### [Activity]
Would you write out the full listing exactly, without any pictures?

### [Materials provided]
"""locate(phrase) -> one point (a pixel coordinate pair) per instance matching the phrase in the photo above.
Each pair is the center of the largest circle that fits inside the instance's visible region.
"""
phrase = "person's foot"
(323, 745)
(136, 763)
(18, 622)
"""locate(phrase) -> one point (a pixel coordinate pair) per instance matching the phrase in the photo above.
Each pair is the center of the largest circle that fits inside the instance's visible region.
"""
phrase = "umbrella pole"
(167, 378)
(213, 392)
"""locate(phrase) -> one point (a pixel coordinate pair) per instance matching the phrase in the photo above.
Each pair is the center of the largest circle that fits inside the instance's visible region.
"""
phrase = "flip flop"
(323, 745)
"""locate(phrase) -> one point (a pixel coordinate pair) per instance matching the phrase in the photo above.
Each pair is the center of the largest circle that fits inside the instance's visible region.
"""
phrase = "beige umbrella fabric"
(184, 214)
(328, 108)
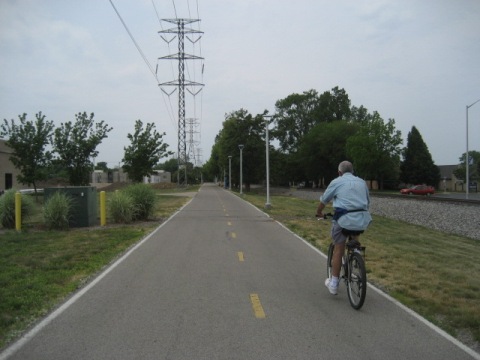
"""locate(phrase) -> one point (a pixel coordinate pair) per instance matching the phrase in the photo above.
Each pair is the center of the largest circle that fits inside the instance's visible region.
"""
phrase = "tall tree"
(334, 105)
(418, 166)
(474, 167)
(76, 143)
(375, 149)
(295, 116)
(241, 128)
(144, 152)
(323, 149)
(28, 141)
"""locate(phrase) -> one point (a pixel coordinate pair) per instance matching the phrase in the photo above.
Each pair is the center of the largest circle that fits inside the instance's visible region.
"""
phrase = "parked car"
(418, 190)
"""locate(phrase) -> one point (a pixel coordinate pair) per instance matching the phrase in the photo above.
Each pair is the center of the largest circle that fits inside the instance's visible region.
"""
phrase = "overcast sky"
(416, 61)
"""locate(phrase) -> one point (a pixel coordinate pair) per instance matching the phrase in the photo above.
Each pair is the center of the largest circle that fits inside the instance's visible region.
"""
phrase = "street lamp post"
(230, 172)
(267, 161)
(467, 160)
(241, 169)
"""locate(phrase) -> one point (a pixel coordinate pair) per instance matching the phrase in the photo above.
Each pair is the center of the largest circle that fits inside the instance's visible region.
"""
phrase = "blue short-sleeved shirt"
(349, 192)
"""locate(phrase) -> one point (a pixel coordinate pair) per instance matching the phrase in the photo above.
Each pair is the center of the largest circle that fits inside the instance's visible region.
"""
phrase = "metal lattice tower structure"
(181, 56)
(192, 125)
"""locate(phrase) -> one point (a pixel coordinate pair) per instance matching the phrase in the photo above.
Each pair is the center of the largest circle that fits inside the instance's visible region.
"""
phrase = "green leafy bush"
(57, 211)
(7, 208)
(121, 207)
(144, 199)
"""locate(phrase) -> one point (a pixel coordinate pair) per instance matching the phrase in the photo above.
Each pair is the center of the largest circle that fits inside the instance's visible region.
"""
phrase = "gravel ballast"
(459, 219)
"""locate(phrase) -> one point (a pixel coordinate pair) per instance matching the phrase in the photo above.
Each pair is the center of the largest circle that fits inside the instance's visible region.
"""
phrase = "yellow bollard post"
(18, 211)
(103, 210)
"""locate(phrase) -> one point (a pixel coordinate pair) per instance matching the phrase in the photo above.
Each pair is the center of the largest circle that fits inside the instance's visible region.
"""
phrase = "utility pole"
(180, 31)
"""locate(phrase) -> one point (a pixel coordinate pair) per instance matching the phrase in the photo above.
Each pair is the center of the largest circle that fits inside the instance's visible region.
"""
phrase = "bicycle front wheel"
(357, 281)
(329, 261)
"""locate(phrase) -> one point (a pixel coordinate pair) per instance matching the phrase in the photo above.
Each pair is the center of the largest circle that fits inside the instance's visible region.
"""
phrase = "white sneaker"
(333, 289)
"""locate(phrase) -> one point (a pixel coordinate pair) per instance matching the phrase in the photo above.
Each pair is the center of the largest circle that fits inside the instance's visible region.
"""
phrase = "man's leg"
(339, 248)
(338, 252)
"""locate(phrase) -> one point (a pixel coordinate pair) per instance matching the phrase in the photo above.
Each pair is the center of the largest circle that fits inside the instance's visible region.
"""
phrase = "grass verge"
(39, 269)
(431, 272)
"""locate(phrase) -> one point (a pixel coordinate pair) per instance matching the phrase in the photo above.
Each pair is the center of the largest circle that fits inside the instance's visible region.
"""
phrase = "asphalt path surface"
(221, 280)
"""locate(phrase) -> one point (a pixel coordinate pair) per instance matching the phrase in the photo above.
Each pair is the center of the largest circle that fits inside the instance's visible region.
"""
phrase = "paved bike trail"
(221, 280)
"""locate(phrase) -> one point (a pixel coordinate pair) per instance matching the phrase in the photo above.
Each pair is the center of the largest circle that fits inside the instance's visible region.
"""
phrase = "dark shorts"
(337, 236)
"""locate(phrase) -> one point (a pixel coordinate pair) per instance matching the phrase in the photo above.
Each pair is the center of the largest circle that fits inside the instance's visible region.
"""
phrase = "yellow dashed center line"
(257, 306)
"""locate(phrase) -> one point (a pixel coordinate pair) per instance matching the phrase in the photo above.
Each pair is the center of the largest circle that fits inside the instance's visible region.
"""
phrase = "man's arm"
(320, 208)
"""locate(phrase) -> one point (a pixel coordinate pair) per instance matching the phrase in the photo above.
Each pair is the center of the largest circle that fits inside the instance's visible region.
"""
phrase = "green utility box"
(84, 204)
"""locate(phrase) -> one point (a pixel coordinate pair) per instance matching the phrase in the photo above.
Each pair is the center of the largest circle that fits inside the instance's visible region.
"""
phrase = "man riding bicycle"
(351, 200)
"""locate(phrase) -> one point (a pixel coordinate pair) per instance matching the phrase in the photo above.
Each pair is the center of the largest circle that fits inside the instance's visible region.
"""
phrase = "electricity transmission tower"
(192, 125)
(180, 31)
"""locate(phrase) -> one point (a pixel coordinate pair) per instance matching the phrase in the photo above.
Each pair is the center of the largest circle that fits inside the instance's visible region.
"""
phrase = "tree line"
(41, 152)
(310, 133)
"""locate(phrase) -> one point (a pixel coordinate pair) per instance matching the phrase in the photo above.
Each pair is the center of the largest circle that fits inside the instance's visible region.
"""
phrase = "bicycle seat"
(347, 232)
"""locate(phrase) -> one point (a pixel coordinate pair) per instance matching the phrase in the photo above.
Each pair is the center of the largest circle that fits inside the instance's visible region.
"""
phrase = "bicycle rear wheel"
(357, 281)
(329, 261)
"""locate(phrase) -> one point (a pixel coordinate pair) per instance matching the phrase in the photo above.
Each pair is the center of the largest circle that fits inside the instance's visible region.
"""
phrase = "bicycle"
(353, 270)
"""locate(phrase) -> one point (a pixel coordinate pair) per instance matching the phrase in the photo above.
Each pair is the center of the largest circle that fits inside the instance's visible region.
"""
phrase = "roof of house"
(446, 171)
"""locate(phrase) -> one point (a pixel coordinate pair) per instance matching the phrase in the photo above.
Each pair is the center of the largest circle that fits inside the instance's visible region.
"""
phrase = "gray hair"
(345, 166)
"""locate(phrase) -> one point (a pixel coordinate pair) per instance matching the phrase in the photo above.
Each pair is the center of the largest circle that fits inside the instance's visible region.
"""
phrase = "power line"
(169, 110)
(133, 39)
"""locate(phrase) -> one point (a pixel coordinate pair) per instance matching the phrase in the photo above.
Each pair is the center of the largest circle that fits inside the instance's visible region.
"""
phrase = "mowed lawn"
(431, 272)
(39, 269)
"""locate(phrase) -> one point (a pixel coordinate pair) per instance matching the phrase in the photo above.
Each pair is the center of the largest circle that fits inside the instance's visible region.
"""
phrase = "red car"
(418, 190)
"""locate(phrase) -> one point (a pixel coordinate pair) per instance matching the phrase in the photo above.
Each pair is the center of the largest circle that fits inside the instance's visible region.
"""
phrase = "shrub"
(144, 199)
(7, 208)
(57, 211)
(121, 207)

### [Result of the task]
"""locate(phrase) -> one point (a pixel coordinate pair) per instance matching the phrase in the photo above.
Each pair is the center of the largest circle that fits inside the instance's visible region.
"""
phrase = "person's foot"
(323, 745)
(136, 763)
(18, 622)
"""locate(phrase) -> one point (a pixel coordinate pair) per instance matching the phrase in the photo above.
Each pair is the center of the largest circle that fits inside the instance's visible region.
"""
phrase = "umbrella pole"
(167, 378)
(213, 392)
"""locate(phrase) -> one point (a pixel coordinate pair) per instance matching the phrase in the photo above.
Each pair is the center of the largest circle that fits inside the instance's visible region.
"""
phrase = "flip flop"
(323, 745)
"""locate(phrase) -> one point (a pixel coordinate pair) per instance matching the phrase in the photo above.
Each pair is the center of the largest circle that fits inside the instance's visible region.
"""
phrase = "beige umbrella fabric"
(184, 214)
(328, 108)
"""locate(phrase) -> one point (a pixel coordinate pair) per instance matching the phrase in the photo above.
Each pair is the center of the largest circle that fits inside the instance's visible region.
"""
phrase = "tall tree"
(334, 105)
(418, 166)
(474, 167)
(76, 143)
(375, 149)
(295, 116)
(241, 128)
(144, 152)
(323, 149)
(28, 141)
"""locate(phrase) -> one point (a pixel coordinate pair) per instance matching the phrase in the photo above.
Each pair is the center of the largest circle that fits inside the instance's visible region.
"""
phrase = "parked car"
(418, 190)
"""locate(phrase) -> one point (a pixel coordinate pair) per instance matching the phrase in the photo above.
Each pair is the center of the largest circle that fits inside the instance's visible region.
"""
phrase = "overcast sky"
(416, 61)
"""locate(phrase) -> one point (a pixel coordinate pair) per instance matching the phrase in the photo above.
Each pair is the center of the largest circle that fits inside the instance's visible region.
"""
phrase = "street lamp post"
(230, 172)
(267, 161)
(467, 160)
(241, 169)
"""locate(phrase) -> one point (a pixel coordinate pair) per instance matching the phrase in the photo above.
Each pair is the center of the largest circle that fits inside the instance's visible region.
"""
phrase = "blue short-sleeved shirt"
(349, 192)
"""locate(phrase) -> one point (a pixel coordinate pair) per instance matching the phrase in the photo above.
Each pair is the center of the largest circle that fits inside the instance's visible region.
"""
phrase = "metal lattice tower structure"
(181, 56)
(192, 125)
"""locate(phrase) -> one point (a pixel coordinate pair) per instance matching the phrase in the photo above.
Each pair is the center of the largest circle that fits inside the instance's visible region.
"""
phrase = "green leafy bush"
(57, 211)
(7, 208)
(121, 207)
(144, 199)
"""locate(phrase) -> one point (a pixel coordinate pair) per instance matching the phrase in the photo above.
Each pair is the center of the largest circle that fits inside the instance's visible region.
"""
phrase = "gravel ballast"
(459, 219)
"""locate(phrase) -> one point (a pixel coordinate pair) per instance matching the phrase in the photo above.
Each pair is the center of the largest circle that fits inside the instance's visible region.
"""
phrase = "yellow bollard post"
(18, 211)
(103, 210)
"""locate(phrase) -> one point (a pixel coordinate pair) per instance matching the phrase in the photo above.
Each pair is the center of the largest circle that fits inside the instance's visible region.
"""
phrase = "utility pole"
(180, 31)
"""locate(phrase) -> one point (a pixel coordinate pair) per instance matching the phrase in the photo above.
Each pair is the center of the largest circle that fits inside the instance's visible region.
"""
phrase = "bicycle front wheel"
(357, 281)
(329, 261)
"""locate(phrase) -> one point (a pixel coordinate pair) per instance matching the phrase in the photo above.
Each pair is the center of the largest circle that fits inside the instance's visible region.
"""
phrase = "white sneaker"
(333, 289)
"""locate(phrase) -> one point (a pixel coordinate pair) per instance matching the phrase in the photo above.
Each pair is the center of the largest circle that fits inside the instance's visible region.
"""
phrase = "man's leg"
(339, 248)
(338, 252)
"""locate(phrase) -> one point (a pixel coordinate pair) per instance matching the phrase in the photo above.
Each pair is the center of the largest circle that fits inside the instance's visible region.
"""
phrase = "grass verge"
(39, 269)
(431, 272)
"""locate(phrase) -> one point (a pixel coordinate pair) per instance matching the phrase in the photo above.
Each pair is the center of the largest circle that fits inside the instance's visible region.
"""
phrase = "asphalt path surface"
(221, 280)
"""locate(phrase) -> one point (a pixel coordinate pair) per instance matching the phrase in the photo above.
Each pair is the center of the largest circle that fits inside the instance's visible region.
"""
phrase = "paved bike trail"
(221, 280)
"""locate(phrase) -> one point (a pixel coordinate pair) per instance matching the phrase in the photo above.
Each pair is the center of the largest circle that fits inside the instance's visible region.
"""
phrase = "dark shorts"
(337, 236)
"""locate(phrase) -> one point (a pixel coordinate pair) per instance matching the phrase in the photo above.
Each pair is the center of the largest circle that fits inside the instance's visible region.
"""
phrase = "yellow dashed center line"
(257, 306)
"""locate(phrase) -> one point (a pixel coordinate pair) per instance matching the phrase in the photo above.
Each pair is the center of the largest circle that fits inside the instance's visible region.
"""
phrase = "man's arm"
(320, 208)
"""locate(phrase) -> one point (a pixel coordinate pair) per instance matching the phrase in the photo above.
Each pair is the center of the largest circle that fits inside the instance's visible region.
"""
phrase = "green utility box"
(84, 204)
"""locate(phrase) -> one point (a pixel coordinate pair) per instance matching the phrase in the photo above.
Each pair is the center of the largest circle that fits inside the instance's visible region.
"""
phrase = "man riding bicycle"
(351, 200)
"""locate(phrase) -> one point (a pixel coordinate pair) per instance matching the phrase in the photo above.
Each pair is the center of the largest circle that fits inside the instance's visible region.
"""
phrase = "electricity transmission tower"
(192, 125)
(180, 31)
"""locate(phrase) -> one point (a pixel coordinate pair) per instance matching the phrase in the photo above.
Each pair is the center of the largest circle that fits inside the instance's visible region.
"""
phrase = "tree line"
(41, 152)
(310, 133)
"""locate(phrase) -> one point (a pixel coordinate pair) per instance matching the phrase in the photo above.
Each pair is the center of the largest circle that fits inside the instance's visible region.
"""
phrase = "bicycle seat"
(347, 232)
"""locate(phrase) -> one point (a pixel coordinate pair) per instance matching the phrase in the photo above.
Each pair is the center of the largest circle that fits inside the instance's visible region.
"""
phrase = "bicycle rear wheel"
(357, 281)
(329, 261)
"""locate(phrase) -> one point (a pixel coordinate pair) per instance matching the phrase in the photo above.
Each pair is the center of the largest circle that fits inside the instance's visible region.
"""
phrase = "bicycle"
(353, 270)
"""locate(phrase) -> one point (a pixel coordinate pair) per instance matching the phrase in the photo above.
Each pair is the center of the largest circle that fits inside the instance's visible region.
"""
phrase = "roof of house"
(446, 171)
"""locate(phrase) -> one point (a pixel coordinate pair) per instance matching the phrase in the photo above.
Each pair is the center of the largest circle that fits inside the instance's visible region.
"""
phrase = "gray hair"
(345, 166)
"""locate(phrase) -> one point (a pixel coordinate pair) per instance matching the phrase in the photo above.
Each pair is the center of the largest circle that fits inside the instance's visible region.
"""
phrase = "power line"
(169, 110)
(133, 39)
"""locate(phrase) -> one point (a pixel coordinate pair) per instance matching the phrase in the photo above.
Each pair is the center of the largest circle that fits inside the instance's visible region.
"""
phrase = "mowed lawn"
(431, 272)
(39, 269)
"""locate(phrase) -> one point (a pixel coordinate pair) per instance matching the phrase in the photo above.
Each pair is the center of the largest circle that fits inside the instance's visible region.
"""
phrase = "red car"
(418, 190)
"""locate(phrase) -> one point (a pixel coordinate pair) per instance matching the phrase in the photo above.
Each pair is the center of the largest circle that fits inside the instance's visible region.
"""
phrase = "shrub"
(144, 199)
(7, 208)
(57, 211)
(121, 207)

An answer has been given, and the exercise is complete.